> _DATA EXTRACT_:

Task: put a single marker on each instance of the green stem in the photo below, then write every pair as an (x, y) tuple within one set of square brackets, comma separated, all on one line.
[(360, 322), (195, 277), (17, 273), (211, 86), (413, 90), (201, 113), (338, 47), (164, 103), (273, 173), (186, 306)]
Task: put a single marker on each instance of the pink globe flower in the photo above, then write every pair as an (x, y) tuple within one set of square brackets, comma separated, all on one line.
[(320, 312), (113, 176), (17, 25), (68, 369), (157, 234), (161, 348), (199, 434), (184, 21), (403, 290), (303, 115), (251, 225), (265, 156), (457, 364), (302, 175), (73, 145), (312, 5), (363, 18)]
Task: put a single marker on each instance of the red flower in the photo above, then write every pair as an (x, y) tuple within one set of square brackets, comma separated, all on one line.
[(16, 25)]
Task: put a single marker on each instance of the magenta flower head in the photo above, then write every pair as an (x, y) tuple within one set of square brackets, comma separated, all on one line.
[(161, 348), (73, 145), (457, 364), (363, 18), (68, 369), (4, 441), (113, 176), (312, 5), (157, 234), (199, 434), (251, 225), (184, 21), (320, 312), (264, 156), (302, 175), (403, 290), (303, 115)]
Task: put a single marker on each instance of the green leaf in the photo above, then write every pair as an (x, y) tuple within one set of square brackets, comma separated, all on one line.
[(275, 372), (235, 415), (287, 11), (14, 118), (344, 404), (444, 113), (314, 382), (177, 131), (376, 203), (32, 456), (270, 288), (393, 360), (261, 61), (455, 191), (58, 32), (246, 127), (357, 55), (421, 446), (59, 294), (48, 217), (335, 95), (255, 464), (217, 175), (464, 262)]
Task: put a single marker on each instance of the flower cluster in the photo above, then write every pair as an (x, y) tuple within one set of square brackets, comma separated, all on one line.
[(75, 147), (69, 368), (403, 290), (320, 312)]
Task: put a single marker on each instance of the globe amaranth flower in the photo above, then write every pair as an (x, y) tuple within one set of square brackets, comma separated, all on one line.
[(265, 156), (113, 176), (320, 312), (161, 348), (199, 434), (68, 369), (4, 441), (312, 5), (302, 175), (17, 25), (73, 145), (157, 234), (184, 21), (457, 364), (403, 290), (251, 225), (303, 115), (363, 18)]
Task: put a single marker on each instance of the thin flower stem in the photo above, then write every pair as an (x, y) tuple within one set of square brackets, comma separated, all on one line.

> _TASK OBJECTIVE_:
Reproduce all of the material above line for line, with no changes to wording, spacing, or punctuation.

> _RESPONSE TO THE EXERCISE_:
Task: put a single marker on each instance of the green stem in the photo below, then write every pair as an (x, y) tuple within one set of square brackets, comma separated, all on one line.
[(360, 322), (195, 277), (17, 273), (211, 86), (413, 90), (201, 113), (338, 47), (164, 103), (273, 173), (186, 306)]
Task: put a single marker on each instance of the pink globe flower in the photo above, then write every pair as an (x, y) tuple within one set of square brackets, comma separated, all on one line.
[(320, 312), (113, 176), (17, 25), (68, 369), (157, 234), (161, 348), (199, 434), (184, 21), (403, 290), (303, 115), (251, 225), (265, 156), (457, 364), (302, 175), (73, 145), (312, 5), (363, 18)]
Task: put a single marker on each instance of the red flower in the photo above, then write every pair as an (x, y) tuple within one set of square brackets, comma separated, all on one line.
[(16, 25)]
Task: put a single marker on each instance of the magenta flower head in the photo above, then write every pair as an (x, y) tuple within one set of square brackets, comma separated, all on one line.
[(161, 348), (73, 145), (457, 364), (363, 18), (68, 369), (4, 441), (113, 176), (312, 5), (157, 234), (199, 434), (251, 225), (184, 21), (320, 312), (264, 156), (302, 175), (403, 290), (303, 115)]
Task: put a single marker on each instance of the green leaf in the photo above, then write every pair as an (x, y) tuple within one set of square brackets, comma separated, all on one line.
[(275, 372), (235, 415), (287, 11), (14, 118), (344, 404), (444, 113), (314, 382), (177, 131), (376, 203), (32, 456), (270, 288), (393, 360), (261, 61), (455, 191), (58, 32), (246, 127), (357, 55), (421, 446), (59, 294), (48, 217), (335, 95), (255, 464), (217, 175), (464, 262)]
Task: put a single marker on each instance of the flower cluster in the photo above, then write every pair as an (x, y) tuple within one set of square brackets, comma separated, all on one line.
[(75, 147), (69, 368), (403, 290), (320, 312)]
Task: put a single marker on each instance of the globe amaranth flower in the photo above, then write every pair as an (x, y) tuple within one set of square brackets, comma separated, all on one line.
[(265, 156), (113, 176), (320, 312), (161, 348), (199, 434), (68, 369), (4, 441), (312, 5), (302, 175), (17, 25), (73, 145), (157, 234), (184, 21), (457, 364), (403, 290), (251, 225), (303, 115), (363, 18)]
Task: put a single marker on each instance of the thin flower stem in the photo above, then write every pair as an (x, y) tuple within one set of square brackets, comma separated, all on one line.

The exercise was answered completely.